◆ VORLIEGENDER TEXT:
Neumarkt, am 4. Dezember: 2000 Menschen. Ansbach, am selben Tag: 1500. Eine Woche später, Neumarkt und Fürth, 2000 beziehungsweise fast 3000. Am Montag dann noch einmal 2000 in Nürnberg.

Keine Frage: Die Demonstrationen von Impfgegnern, Maßnahmenkritikern und Querdenkern erfahren auch bei uns in der Region starken Zulauf. Insbesondere kleinere Städte haben zuletzt für ihre Verhältnisse ungewohnt große Aufzüge erlebt.

Neu sind die Corona-Demos aber nicht. Mal werden sie, wie zuletzt in Neumarkt, von der querdenkernahen Partei "Die Basis" organisiert, mal vom sogenannten Team Menschenrechte – oder, wie vor zwei Monaten, von "Querdenken 911".

Damals, am 9. Oktober, liefen in Nürnberg laut den Beobachtungen von Birgit Mair vom Institut für sozialwissenschaftliche Forschung, Bildung und Beratung auch Rechtsradikale mit. Zum Beispiel Jens Janik, NPD-Funktionär, oder auch Peter Meidl, der in der Vergangenheit bei der Neonazipartei "Die Rechte" aktiv war und schon mal für die Freilassung des verurteilten Holocaustleugners Gerd Ittner demonstriert hat.

Auch bei den jüngsten, nicht von "Querdenken911" organisierten Demonstrationen, gab es entsprechende Vorfälle. In Neumarkt etwa waren Neonazis der Kleinstpartei "III. Weg" zugegen, ein Plakat mit der Aufschrift "Holocaust 2.0" wurde gezeigt. Zudem berichten Journalisten immer wieder von Einschüchterungsversuchen – in mindestens einem Fall ist ein solcher auch von einem Aufzug des "Team Menschenrechte" in Nürnberg dokumentiert, das sich offiziell von jeglichem Extremismus distanziert.

Mair zufolge stünden hinter dem "Team Menschenrechte" nahezu dieselben Leute wie bei "Querdenken 911". Wie sie erklärt, werde mit "Team Menschenrechte" Augenwischerei betrieben, um das negativ behaftete Querdenker-Label zu vermeiden.

Bereits 2020 hatte Mair gemeinsam mit dem Nürnberger Bündnis Nazistopp den Einfluss Rechtsradikaler analysiert. Keineswegs alle Teilnehmer seien stramm rechts, hieß es damals, es gebe aber eine große Offenheit dorthin. Daran hat sich nichts geändert: "Immer noch beteiligt sich das ,Who is Who‘ der extremen Rechten an den Querdenker-Demonstrationen", sagt Mair heute.

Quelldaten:
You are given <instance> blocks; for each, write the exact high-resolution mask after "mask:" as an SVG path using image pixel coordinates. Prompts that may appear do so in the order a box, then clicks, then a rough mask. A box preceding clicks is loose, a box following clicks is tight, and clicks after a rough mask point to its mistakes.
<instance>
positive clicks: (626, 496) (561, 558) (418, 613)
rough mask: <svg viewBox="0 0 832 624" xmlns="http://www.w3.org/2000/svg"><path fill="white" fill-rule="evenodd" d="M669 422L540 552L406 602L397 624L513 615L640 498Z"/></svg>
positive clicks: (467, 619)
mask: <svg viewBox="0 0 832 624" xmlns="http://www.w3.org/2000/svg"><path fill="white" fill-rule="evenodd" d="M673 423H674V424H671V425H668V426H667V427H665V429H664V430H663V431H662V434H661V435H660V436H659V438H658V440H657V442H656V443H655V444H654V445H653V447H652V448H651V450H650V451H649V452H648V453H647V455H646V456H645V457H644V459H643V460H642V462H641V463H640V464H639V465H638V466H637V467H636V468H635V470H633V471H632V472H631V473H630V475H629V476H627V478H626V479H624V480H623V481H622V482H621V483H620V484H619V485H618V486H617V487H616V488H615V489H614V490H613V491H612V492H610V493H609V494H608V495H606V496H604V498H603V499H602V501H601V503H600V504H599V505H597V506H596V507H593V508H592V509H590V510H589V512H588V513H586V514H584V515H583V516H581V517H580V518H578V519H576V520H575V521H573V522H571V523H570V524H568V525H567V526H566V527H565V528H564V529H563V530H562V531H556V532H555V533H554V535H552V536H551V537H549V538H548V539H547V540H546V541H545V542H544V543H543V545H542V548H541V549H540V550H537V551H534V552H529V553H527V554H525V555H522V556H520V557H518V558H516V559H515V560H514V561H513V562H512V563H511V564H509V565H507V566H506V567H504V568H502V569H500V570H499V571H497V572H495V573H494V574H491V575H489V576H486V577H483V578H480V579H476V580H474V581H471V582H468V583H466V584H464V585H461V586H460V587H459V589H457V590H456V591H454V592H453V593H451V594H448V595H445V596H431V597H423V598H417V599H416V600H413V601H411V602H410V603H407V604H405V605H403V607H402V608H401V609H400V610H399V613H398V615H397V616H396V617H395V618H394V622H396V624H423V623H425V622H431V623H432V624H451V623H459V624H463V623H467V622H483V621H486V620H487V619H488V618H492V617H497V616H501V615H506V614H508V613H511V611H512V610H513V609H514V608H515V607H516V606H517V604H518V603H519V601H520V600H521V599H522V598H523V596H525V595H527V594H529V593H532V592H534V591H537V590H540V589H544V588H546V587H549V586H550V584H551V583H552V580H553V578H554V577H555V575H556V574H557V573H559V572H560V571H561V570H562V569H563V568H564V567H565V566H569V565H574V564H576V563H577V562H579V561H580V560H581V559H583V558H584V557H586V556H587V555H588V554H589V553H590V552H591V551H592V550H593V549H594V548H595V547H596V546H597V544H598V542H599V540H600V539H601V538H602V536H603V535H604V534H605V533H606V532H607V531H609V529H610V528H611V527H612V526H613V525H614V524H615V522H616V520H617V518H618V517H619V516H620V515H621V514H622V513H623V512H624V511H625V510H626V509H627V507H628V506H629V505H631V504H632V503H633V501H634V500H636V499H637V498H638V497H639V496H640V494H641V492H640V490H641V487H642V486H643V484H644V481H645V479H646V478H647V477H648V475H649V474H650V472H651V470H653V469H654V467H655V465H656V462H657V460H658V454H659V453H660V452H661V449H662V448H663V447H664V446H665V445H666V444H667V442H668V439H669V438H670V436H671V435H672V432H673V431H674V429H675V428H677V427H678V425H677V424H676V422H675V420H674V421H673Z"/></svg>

◆ ZU BEARBEITENDE AUFGABEN:
A – Entscheiden Sie für jede Aussage, ob sie dem vorliegenden Text entspricht, und belegen Sie Ihr Ja oder Nein mit einem wörtlichen Zitat der ausschlaggebenden Stelle.
(i) Am 4. Dezember demonstrierten in Ansbach 1500 Menschen.
(ii) Die jüngste Demonstration in Neumarkt wurde von „Querdenken 911“ organisiert.
(iii) Mair hat bereits 2020 zusammen mit dem Nürnberger Bündnis Nazistopp den Einfluss Rechtsradikaler untersucht.
B – Welche Aufschrift trug laut dem vorliegenden Text das Plakat, das in Neumarkt gezeigt wurde?
Stützen Sie sich ausschließlich auf den vorliegenden Text.

◆ ANTWORTEN JE PUNKT:
A –
(i) Ja: „Ansbach, am selben Tag: 1500.“
(ii) Nein: „wie zuletzt in Neumarkt, von der querdenkernahen Partei "Die Basis" organisiert“
(iii) Ja: „Bereits 2020 hatte Mair gemeinsam mit dem Nürnberger Bündnis Nazistopp den Einfluss Rechtsradikaler analysiert.“

B – „Holocaust 2.0“